#### Job:
Pick out every line in the records below that contains the word "backpack" and copy each one. Case counts.

Stored items

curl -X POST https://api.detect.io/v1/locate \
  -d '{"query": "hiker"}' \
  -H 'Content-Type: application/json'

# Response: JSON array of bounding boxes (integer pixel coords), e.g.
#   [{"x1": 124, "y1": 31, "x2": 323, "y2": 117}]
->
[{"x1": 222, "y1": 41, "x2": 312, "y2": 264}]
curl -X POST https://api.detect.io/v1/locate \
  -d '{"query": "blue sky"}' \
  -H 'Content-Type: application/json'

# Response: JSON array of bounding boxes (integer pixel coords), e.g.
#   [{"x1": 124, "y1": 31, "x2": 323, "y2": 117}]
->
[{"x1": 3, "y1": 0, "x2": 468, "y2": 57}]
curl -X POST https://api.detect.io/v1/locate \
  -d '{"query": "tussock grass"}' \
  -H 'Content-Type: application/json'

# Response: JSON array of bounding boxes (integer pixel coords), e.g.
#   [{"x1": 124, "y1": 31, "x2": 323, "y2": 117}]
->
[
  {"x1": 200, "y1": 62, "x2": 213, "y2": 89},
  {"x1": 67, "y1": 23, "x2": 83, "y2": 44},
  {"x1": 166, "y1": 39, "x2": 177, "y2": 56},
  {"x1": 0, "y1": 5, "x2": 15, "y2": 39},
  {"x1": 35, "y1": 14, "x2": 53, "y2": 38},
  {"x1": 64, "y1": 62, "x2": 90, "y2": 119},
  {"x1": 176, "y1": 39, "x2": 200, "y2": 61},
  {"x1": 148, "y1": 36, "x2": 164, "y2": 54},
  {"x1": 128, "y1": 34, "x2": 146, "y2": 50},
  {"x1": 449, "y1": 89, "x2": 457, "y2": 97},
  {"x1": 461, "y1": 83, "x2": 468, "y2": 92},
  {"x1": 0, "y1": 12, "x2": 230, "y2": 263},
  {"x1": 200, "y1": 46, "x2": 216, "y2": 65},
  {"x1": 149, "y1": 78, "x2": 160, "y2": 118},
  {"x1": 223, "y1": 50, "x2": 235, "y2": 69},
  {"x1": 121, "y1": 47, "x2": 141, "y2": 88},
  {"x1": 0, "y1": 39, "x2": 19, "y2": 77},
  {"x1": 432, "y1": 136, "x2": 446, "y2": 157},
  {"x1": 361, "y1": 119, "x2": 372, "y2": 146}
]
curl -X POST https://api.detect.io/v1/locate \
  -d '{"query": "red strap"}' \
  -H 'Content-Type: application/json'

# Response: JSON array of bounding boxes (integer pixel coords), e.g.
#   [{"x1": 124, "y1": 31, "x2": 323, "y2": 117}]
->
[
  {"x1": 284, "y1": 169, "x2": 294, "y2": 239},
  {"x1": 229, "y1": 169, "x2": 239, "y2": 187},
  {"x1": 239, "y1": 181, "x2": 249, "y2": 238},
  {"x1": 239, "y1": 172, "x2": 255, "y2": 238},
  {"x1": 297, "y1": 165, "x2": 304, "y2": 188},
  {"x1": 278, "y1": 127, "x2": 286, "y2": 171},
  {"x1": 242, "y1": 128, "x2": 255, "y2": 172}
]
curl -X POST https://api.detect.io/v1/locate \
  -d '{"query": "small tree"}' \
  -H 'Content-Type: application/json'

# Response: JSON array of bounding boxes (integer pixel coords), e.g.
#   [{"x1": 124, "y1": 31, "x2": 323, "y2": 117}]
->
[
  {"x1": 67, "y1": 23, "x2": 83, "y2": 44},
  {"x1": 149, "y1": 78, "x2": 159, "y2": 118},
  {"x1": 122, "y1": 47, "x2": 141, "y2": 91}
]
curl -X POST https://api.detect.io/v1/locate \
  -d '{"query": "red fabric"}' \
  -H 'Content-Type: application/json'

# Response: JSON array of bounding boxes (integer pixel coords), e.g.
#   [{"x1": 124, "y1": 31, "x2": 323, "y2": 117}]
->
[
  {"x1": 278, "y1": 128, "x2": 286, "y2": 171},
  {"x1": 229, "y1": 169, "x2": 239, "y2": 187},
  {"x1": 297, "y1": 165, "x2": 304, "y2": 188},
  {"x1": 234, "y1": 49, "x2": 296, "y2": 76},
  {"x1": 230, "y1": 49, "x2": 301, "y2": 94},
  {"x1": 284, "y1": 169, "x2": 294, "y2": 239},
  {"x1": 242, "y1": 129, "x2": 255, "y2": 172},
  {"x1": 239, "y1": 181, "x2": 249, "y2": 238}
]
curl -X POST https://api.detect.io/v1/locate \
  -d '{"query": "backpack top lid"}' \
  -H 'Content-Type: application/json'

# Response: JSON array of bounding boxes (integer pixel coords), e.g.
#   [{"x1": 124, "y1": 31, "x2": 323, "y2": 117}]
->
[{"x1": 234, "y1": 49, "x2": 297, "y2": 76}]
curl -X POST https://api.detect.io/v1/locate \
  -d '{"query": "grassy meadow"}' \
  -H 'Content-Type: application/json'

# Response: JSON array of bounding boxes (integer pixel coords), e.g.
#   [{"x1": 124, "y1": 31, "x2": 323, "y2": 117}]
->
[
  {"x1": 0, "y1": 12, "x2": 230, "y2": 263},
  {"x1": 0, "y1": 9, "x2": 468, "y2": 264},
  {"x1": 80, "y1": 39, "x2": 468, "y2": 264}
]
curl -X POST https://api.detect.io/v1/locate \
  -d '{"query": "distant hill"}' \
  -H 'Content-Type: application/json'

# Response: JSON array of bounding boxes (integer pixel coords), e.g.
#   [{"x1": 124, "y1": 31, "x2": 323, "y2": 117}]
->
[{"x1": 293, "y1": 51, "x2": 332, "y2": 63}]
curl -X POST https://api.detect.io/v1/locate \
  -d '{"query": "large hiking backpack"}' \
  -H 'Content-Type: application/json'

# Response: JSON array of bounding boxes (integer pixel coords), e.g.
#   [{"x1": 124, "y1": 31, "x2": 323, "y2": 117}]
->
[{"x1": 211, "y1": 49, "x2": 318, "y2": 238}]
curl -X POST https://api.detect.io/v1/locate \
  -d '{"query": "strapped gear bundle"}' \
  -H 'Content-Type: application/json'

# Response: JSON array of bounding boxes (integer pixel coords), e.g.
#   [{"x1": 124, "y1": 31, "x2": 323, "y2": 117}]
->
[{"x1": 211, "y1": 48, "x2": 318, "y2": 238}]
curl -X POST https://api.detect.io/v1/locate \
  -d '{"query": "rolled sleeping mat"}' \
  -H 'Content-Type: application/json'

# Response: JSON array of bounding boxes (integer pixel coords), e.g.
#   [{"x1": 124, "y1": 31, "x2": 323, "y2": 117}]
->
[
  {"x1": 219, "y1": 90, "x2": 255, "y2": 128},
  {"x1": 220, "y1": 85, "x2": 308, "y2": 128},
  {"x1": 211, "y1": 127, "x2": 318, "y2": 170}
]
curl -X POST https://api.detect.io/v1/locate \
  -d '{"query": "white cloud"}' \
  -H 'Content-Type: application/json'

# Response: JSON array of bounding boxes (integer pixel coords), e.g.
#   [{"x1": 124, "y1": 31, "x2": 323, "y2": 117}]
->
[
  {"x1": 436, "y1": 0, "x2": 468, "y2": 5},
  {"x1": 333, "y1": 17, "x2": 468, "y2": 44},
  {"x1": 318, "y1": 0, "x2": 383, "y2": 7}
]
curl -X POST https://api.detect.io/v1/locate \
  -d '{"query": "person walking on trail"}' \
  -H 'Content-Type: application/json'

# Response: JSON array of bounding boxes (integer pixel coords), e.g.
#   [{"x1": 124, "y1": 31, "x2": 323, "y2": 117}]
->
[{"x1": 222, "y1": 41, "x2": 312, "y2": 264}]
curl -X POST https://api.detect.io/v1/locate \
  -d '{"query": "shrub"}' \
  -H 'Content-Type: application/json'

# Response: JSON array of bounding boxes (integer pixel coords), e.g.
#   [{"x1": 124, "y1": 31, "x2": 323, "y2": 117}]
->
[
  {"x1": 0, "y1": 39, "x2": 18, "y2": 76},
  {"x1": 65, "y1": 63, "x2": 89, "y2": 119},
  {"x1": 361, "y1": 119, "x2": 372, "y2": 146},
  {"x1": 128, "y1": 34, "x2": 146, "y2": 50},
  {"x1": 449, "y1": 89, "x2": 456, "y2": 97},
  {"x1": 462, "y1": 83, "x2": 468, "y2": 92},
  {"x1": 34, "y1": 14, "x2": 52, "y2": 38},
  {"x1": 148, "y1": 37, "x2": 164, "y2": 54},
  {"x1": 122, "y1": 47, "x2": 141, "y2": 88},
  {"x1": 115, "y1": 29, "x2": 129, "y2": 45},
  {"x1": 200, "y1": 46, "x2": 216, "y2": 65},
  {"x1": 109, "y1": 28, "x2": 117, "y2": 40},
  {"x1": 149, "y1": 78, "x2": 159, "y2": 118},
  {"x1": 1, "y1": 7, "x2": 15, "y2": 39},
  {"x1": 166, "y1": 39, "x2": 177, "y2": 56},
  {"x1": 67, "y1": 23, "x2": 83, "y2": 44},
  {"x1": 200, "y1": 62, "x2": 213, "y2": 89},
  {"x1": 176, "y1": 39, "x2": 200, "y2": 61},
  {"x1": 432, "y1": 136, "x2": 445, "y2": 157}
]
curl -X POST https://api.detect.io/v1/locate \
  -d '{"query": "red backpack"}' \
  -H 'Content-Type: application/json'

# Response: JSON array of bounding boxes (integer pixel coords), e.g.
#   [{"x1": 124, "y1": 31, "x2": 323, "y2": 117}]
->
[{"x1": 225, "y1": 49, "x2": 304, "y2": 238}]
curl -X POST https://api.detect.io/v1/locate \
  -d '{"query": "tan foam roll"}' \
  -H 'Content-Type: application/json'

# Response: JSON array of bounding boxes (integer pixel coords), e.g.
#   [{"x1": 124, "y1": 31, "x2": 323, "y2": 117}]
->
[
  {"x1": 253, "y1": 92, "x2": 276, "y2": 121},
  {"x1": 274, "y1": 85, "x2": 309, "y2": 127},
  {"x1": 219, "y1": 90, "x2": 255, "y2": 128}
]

#### Task answer:
  -d '{"query": "backpack top lid"}' \
  -d '{"query": "large hiking backpack"}' \
  -d '{"query": "red backpack"}' \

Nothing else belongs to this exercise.